**TEKS YANG DIBERIKAN**
---+---
C.     Faktor pemeliharaan

a.    Keseimbangan (Sekufu
Antara memilih dan dipilih. Begitulah sesungguhnya hidup ini. Hal ini dikarenakan kehidupan manusia di dunia ini sering diwarnai sebuah proses pilihan hidup yang saling susul-menyusul, yang selalu hadir dalam dua buah kondisi:Memilih ataukah dipilih! Dan salah satu kenyataan hidup yang tak dapat kita hindari adalah keniscayaan untuk memilih calon suami atau istri sebagai pendamping hidupnya di dunia bahkan hingga di akhirat.

Masalah pertama yang harus diperhatikan
Dalam membentuk sebuah keluarga yang sakinah, mawaddah, wa rahmah, pemilihan pasangan hidup merupakan pintu gerbang pertama yang harus dilewati secara benar sebelum masuk kepada lembaga keluarga Islami yang sesungguhnya, sehingga perjalanan selanjutnya menjadi lebih mudah dan indah untuk dilalui. Tujuannya agar lelaki yang shalih akan mendapatkan wanita yang shalihah, demikian pula sebaliknya. Allah berfirman:
"Wanita-wanita yang keji adalah untuk laki-laki yang keji, dan laki-laki yang keji adalah untuk wanita-wanita yang keji (pula), dan wanita-wanita yang baik adalah untk laki-laki yang baik dan laki-laki yang baik adalah untuk wanita-wanita yang baik (pula)” (QS. An Nuur: 26).

Mengapa kita harus selektif?
Kecermatan memilih pasangan hidup sangat menentukan keberhasilan perjalanan seorang hamba di dunia dan akhirat. Apalagi mengingat pernikahan merupakan bentuk penyatuan dari dua lawan jenis yang berbeda dalam banyak hal, keduanya tentu memiliki kebaikan dan keburukan yang tingkatannya juga berbeda satu sama lain.
---+---
**DAFTAR DATA**
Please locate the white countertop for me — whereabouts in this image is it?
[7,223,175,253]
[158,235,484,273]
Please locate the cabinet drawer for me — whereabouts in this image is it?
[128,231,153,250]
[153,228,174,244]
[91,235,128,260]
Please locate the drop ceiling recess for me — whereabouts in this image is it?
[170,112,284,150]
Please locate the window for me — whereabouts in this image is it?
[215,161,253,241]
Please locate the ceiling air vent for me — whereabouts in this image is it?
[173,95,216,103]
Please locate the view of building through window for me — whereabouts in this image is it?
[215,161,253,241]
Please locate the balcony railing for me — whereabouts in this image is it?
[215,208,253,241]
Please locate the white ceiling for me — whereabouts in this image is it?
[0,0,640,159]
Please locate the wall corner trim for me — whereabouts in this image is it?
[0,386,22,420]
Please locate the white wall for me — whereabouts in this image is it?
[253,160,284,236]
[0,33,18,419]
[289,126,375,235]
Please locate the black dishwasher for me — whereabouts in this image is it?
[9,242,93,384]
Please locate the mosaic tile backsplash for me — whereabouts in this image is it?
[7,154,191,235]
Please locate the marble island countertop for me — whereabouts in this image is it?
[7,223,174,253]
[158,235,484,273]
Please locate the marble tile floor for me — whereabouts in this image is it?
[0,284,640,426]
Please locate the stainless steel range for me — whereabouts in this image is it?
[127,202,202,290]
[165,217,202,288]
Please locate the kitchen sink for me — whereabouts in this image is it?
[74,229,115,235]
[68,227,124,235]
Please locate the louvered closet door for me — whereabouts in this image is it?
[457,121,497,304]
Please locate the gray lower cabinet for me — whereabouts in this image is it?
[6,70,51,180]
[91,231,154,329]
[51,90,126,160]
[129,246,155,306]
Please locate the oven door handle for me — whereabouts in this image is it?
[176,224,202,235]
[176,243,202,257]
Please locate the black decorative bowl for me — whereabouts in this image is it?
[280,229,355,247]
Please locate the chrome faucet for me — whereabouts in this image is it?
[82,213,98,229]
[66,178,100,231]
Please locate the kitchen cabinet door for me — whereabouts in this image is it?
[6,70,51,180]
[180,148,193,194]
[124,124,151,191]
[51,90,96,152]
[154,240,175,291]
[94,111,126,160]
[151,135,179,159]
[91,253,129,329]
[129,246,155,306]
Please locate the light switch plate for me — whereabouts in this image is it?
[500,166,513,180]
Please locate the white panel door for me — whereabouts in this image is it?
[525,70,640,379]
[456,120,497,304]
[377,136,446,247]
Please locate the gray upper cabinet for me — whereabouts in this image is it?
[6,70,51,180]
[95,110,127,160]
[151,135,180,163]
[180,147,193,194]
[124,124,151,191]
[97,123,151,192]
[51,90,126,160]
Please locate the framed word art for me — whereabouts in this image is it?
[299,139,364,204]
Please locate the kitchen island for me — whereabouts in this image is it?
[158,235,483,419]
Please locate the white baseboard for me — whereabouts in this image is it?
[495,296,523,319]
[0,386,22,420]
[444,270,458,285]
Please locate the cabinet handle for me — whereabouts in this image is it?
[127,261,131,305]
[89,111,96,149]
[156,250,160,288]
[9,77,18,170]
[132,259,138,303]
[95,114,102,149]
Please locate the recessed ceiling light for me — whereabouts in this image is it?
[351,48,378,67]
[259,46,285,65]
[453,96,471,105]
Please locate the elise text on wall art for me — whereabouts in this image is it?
---+---
**TUGAS YANG DIKERJAKAN**
**A)** Tuliskan ulang tanpa perubahan bagian dari teks yang diberikan yang dibuka dengan kata-kata berisi "Masalah pertama yang" dan ditutup dengan "kita harus selektif?".
**B)** Terjemahkan kalimat dari teks yang diberikan ini ke dalam bahasa Inggris: "Kecermatan memilih pasangan hidup sangat menentukan keberhasilan perjalanan seorang hamba di dunia dan akhirat."

**JAWABAN YANG DIBERIKAN**
**A)**
Masalah pertama yang harus diperhatikan
Dalam membentuk sebuah keluarga yang sakinah, mawaddah, wa rahmah, pemilihan pasangan hidup merupakan pintu gerbang pertama yang harus dilewati secara benar sebelum masuk kepada lembaga keluarga Islami yang sesungguhnya, sehingga perjalanan selanjutnya menjadi lebih mudah dan indah untuk dilalui. Tujuannya agar lelaki yang shalih akan mendapatkan wanita yang shalihah, demikian pula sebaliknya. Allah berfirman:
"Wanita-wanita yang keji adalah untuk laki-laki yang keji, dan laki-laki yang keji adalah untuk wanita-wanita yang keji (pula), dan wanita-wanita yang baik adalah untk laki-laki yang baik dan laki-laki yang baik adalah untuk wanita-wanita yang baik (pula)” (QS. An Nuur: 26).

Mengapa kita harus selektif?

**B)** Care in choosing a life partner greatly determines the success of a servant's journey in this world and the hereafter.